═══ SOURCE TEXT

Morter Institute Affiliate Agreement
The following are the terms and conditions of participating in Dr. Sue Morter and Morter Institute’s Affiliate Program. By taking the action of enrolling and participating in the Program you agree to abide by the terms of this contract. “Affiliate” or “you” refers to yourself, and “Morter Institute” refers to Dr. Sue Morter, LLC DBA Morter Institute (hereafter referred to as “Morter Institute”), an Indiana corporation located at 10385 Commerce Drive, Suite 120, Carmel, Indiana, 46032, United States.
“Affiliate Link” means a unique URL, designated by Morter Institute, which allows Morter Institute to identify visitors from your web site as originating from you.
“Expenses” means taxes paid by customers, withholding taxes, discounts, bad debts and other write-offs, a reserve for returns, refunds, and currency exchange fees, if any.
“Product” refers to Morter Institute products, which may include virtual courses, membership programs, and related products that will be more fully described at http://www.DrSueMorter.com. Not all products and services are included and commissionable in this program. Selected products and bundles of products designated as part of this program will be identified to the Affiliate, with appropriate tracking links provided. Pass-through costs for live events or retreats (lodging, food, etc) are also excluded from product totals when calculating Affiliate commission.
“Buyer” means an individual or entity that purchases the Product.
2. Payments and Commissions
Morter Institute will pay Affiliate a commission ranging from 10% to 50% of the total amount actually collected by Morter Institute, less Expenses, for each sale of the Product which is identified by a visitor from Affiliate’s web site using its unique Affiliate Link (“Commission”). Commission percentages may vary depending upon the product and percentages will be communicated to the Affiliate. For Affiliate to qualify for commission, sales must be made via the Affiliate’s unique tracking link(s). Affiliate is responsible for setting up tracking links properly on Affiliate’s website and/or in Affiliate’s email promotions.

══════
═══ INPUT

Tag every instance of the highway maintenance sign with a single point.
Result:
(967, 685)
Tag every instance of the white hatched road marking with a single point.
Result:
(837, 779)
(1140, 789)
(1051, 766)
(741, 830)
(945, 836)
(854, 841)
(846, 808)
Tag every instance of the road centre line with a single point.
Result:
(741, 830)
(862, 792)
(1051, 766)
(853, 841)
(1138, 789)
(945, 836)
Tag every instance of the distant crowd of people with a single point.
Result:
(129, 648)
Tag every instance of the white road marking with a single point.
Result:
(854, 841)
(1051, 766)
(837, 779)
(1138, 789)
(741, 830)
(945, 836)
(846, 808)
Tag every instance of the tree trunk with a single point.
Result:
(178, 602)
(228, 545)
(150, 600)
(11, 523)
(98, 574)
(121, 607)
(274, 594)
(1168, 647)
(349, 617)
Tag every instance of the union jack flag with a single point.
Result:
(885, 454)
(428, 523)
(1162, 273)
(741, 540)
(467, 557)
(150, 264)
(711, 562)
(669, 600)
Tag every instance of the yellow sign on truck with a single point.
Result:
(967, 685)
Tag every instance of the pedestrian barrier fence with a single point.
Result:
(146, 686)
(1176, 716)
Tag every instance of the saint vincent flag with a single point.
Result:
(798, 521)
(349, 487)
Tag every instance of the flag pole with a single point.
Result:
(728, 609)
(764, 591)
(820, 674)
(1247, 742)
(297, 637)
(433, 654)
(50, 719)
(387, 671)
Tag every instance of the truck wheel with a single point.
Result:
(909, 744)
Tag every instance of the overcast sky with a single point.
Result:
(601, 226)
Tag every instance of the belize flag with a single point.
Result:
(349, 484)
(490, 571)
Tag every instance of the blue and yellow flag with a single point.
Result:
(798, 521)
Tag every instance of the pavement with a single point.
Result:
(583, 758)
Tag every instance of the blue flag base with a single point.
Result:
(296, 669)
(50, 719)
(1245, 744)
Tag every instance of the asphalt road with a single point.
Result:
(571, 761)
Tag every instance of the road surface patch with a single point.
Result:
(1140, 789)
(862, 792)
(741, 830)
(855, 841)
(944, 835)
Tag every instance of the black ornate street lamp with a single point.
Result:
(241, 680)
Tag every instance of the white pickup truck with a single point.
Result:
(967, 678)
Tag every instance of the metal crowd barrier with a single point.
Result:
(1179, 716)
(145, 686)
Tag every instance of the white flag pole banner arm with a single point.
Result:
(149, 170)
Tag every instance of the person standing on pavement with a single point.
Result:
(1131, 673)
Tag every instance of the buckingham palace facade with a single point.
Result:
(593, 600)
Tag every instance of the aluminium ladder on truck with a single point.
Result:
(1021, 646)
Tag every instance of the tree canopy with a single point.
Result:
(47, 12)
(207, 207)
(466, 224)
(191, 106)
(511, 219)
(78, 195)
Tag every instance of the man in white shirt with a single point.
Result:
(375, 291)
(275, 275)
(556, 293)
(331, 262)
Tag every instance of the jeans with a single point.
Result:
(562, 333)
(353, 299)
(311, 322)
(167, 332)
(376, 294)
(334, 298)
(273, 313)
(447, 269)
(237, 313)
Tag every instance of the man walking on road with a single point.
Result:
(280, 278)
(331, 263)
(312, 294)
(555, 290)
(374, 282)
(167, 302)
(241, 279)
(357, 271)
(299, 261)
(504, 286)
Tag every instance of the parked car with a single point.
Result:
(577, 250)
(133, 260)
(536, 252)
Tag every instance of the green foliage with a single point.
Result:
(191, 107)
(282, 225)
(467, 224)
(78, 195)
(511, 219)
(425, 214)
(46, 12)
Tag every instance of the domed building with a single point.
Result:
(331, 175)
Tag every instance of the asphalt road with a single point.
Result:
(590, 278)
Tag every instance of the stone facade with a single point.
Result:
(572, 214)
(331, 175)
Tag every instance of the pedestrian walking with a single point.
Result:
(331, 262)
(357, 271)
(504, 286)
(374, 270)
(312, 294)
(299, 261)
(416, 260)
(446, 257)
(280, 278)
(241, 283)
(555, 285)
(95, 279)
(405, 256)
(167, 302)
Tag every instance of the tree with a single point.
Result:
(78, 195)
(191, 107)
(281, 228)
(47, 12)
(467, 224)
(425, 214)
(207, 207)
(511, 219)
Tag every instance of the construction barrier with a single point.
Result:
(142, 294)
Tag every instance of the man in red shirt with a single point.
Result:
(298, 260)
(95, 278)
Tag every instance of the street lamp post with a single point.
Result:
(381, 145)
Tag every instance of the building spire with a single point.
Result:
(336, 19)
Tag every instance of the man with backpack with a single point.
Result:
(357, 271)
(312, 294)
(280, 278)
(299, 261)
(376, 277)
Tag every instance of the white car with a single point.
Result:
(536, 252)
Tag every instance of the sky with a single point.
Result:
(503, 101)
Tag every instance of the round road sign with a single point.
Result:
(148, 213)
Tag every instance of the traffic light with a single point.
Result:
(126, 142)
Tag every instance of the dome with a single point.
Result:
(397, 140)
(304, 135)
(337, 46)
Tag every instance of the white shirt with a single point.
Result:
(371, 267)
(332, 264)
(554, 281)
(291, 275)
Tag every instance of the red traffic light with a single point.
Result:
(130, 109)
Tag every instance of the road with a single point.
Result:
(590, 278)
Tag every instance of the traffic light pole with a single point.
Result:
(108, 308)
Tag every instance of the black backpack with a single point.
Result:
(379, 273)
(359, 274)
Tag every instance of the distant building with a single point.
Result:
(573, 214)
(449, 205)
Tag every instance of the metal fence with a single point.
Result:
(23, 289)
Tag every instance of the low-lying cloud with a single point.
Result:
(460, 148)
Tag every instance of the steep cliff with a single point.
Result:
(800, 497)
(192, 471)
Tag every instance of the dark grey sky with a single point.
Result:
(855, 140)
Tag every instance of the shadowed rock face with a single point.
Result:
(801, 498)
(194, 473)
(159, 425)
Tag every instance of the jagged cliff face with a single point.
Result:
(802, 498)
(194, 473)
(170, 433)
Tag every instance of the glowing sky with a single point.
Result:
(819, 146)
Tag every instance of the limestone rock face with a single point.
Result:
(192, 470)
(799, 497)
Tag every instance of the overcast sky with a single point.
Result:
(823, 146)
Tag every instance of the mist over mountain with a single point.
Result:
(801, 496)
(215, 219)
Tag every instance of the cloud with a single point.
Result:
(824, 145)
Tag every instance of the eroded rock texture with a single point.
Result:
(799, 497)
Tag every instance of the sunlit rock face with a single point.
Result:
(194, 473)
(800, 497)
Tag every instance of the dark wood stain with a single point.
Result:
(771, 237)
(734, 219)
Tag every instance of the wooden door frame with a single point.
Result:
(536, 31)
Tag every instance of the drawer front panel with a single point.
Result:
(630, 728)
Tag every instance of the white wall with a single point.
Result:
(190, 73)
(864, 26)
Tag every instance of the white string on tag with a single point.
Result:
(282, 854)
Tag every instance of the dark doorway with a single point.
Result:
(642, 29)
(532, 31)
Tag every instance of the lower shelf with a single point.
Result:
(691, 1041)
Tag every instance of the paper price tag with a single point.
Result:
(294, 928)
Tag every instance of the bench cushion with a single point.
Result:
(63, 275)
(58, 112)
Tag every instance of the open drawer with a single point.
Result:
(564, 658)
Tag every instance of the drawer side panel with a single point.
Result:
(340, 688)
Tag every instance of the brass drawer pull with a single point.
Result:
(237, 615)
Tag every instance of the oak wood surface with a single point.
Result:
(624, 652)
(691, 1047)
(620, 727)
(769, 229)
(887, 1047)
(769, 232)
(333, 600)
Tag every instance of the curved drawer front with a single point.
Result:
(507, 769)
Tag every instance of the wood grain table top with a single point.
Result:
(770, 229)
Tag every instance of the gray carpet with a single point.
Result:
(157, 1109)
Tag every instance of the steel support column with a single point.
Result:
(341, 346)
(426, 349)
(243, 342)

══════

**WHAT IS ASKED**:
**1)** In the listing, replace "with a single point" with "with one point" in the lines starting with the line containing "Tag every instance of the paper" and going on through the end of the listing. Return only those lines, with everything else unchanged.
**2)** Write the next part of the Morter Institute affiliate agreement, picking up after its last sentence.

**WRITTEN ANSWERS**:
**1)**
Tag every instance of the paper price tag with one point.
Result:
(294, 928)
Tag every instance of the bench cushion with one point.
Result:
(63, 275)
(58, 112)
Tag every instance of the open drawer with one point.
Result:
(564, 658)
Tag every instance of the drawer side panel with one point.
Result:
(340, 688)
Tag every instance of the brass drawer pull with one point.
Result:
(237, 615)
Tag every instance of the oak wood surface with one point.
Result:
(624, 652)
(691, 1047)
(620, 727)
(769, 229)
(887, 1047)
(769, 232)
(333, 600)
Tag every instance of the curved drawer front with one point.
Result:
(507, 769)
Tag every instance of the wood grain table top with one point.
Result:
(770, 229)
Tag every instance of the gray carpet with one point.
Result:
(157, 1109)
Tag every instance of the steel support column with one point.
Result:
(341, 346)
(426, 349)
(243, 342)

**2)**
Affiliate Commissions shall be paid by PayPal to an email address specified by Affiliate for this purpose. We reserve the right to make payments using other standard payment forms. All Commissions earned during a quarterly period will be paid out on approximately the last day of the subsequent quarter. Morter Institute reserves the right to delay issuance of Commission payments until the balance owed Affiliate reaches $100.00. The Affiliate Program is limited to the United States, and all payments will be made in U.S. dollars.
If a qualifying sale is canceled or refunded, the related Commission will be deducted from the next payment. Affiliate will not be paid for its own orders of the Product.
All Affiliate applications are subject to approval by Morter Institute in its sole discretion. Commissions will not be paid until Affiliate provides Morter Institute with a completed and signed W-9 form.
3. Affiliate Link
You will be issued an “Affiliate Link”, or unique URL, for each commissionable product, which allows Morter Institute to identify visitors from your site as originating from you. These visitors are tracked with this unique URL, and sales are recorded with your Affiliate Id. For an Affiliate to earn commission, that Affiliate’s referred customers must use the provided Affiliate Link. Affiliates may provide the link to Affiliate’s contacts and customers through a website or emails, and may choose to link them to banners, images, or text.
Affiliate is solely responsible for insuring that its Affiliate Link is set up properly to qualify for Commissions.
Morter Institute reserves all rights in and to The Energy Codes® and Dr. Sue Morter, and Morter Institute for BioEnergetics names and all related product trademarks, trade names, logos, taglines, slogans and similar identifying marks (collectively, the “Trademarks”). Morter Institute grants to Affiliate a nonexclusive right to display the Trademarks on Affiliate’s web site and in email in connection with the Affiliate Link.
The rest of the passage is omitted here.